Filosofie della storia – 5. Post-moderno, fine della storia e messianismo

L’ultimo scorcio del Novecento sembra chiudersi filosoficamente con una sorta di resa della ragione che ha fondato la modernità: il filosofo francese Lyotard pubblica nel 1979 La condizione postmoderna, lo scritto con il quale si apre l’epoca della fine delle grandi narrazioni (le ideologie totalizzanti e unificanti, l’universale, l’assoluto, ecc.) – e però entra in crisi lo stesso asse portante del “moderno”, la moda e il modo dell’ora, del recente, del nuovo, l’ideologia del progresso infinito.
La medesima idea di filosofia della storia, di storia universale, di un’evoluzione storica unitaria entra in crisi: potremmo dire che si apre l’epoca della crisi per antonomasia interna al mondo occidentale (krisis è parola greca che indica un apice di forza e di tensione che occorrerà risolvere in un senso o nell’altro, ma che nella lotta che lo contraddistingue resta incerto nel suo esito).

CONTENUTO DEL DATASET |
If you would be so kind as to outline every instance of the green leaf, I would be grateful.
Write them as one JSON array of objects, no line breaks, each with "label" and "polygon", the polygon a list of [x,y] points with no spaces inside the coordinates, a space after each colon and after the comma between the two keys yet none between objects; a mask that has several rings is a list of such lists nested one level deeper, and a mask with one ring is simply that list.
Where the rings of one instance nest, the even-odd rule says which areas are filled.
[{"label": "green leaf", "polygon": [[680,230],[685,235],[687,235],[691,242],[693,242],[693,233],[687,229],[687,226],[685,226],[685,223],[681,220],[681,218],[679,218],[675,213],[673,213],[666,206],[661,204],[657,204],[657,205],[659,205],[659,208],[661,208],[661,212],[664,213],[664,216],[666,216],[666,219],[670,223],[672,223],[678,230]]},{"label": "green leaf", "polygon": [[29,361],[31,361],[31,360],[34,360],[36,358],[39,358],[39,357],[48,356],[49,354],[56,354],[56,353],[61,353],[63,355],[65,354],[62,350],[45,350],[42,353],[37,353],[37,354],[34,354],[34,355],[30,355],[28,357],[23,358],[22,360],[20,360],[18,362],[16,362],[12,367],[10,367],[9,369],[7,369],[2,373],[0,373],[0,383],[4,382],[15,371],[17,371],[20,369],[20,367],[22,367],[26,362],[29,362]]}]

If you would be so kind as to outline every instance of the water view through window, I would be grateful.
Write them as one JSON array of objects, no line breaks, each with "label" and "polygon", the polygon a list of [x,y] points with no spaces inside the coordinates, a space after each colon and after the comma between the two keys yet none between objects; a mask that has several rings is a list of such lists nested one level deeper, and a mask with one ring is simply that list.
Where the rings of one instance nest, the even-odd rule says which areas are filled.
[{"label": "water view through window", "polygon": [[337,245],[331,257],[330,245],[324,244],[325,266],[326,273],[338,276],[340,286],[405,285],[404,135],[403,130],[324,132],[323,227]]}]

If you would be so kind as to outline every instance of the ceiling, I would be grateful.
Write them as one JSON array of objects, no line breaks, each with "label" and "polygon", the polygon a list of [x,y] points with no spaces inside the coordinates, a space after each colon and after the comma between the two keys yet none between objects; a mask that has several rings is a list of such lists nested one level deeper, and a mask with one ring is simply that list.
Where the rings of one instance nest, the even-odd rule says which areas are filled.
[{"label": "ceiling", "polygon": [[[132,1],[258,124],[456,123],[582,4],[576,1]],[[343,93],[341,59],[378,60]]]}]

COMPITO DA SVOLGERE |
Rispondi alle seguenti domande sul testo relativo alla filosofia della storia:
(a) In quale anno Lyotard pubblica La condizione postmoderna?
(b) Quale nazionalità viene attribuita a Lyotard?
(c) Da quale lingua proviene la parola krisis?

LA RISPOSTA |
(a) Lyotard pubblica La condizione postmoderna nel 1979.
(b) Lyotard viene definito un filosofo francese.
(c) La parola krisis proviene dal greco.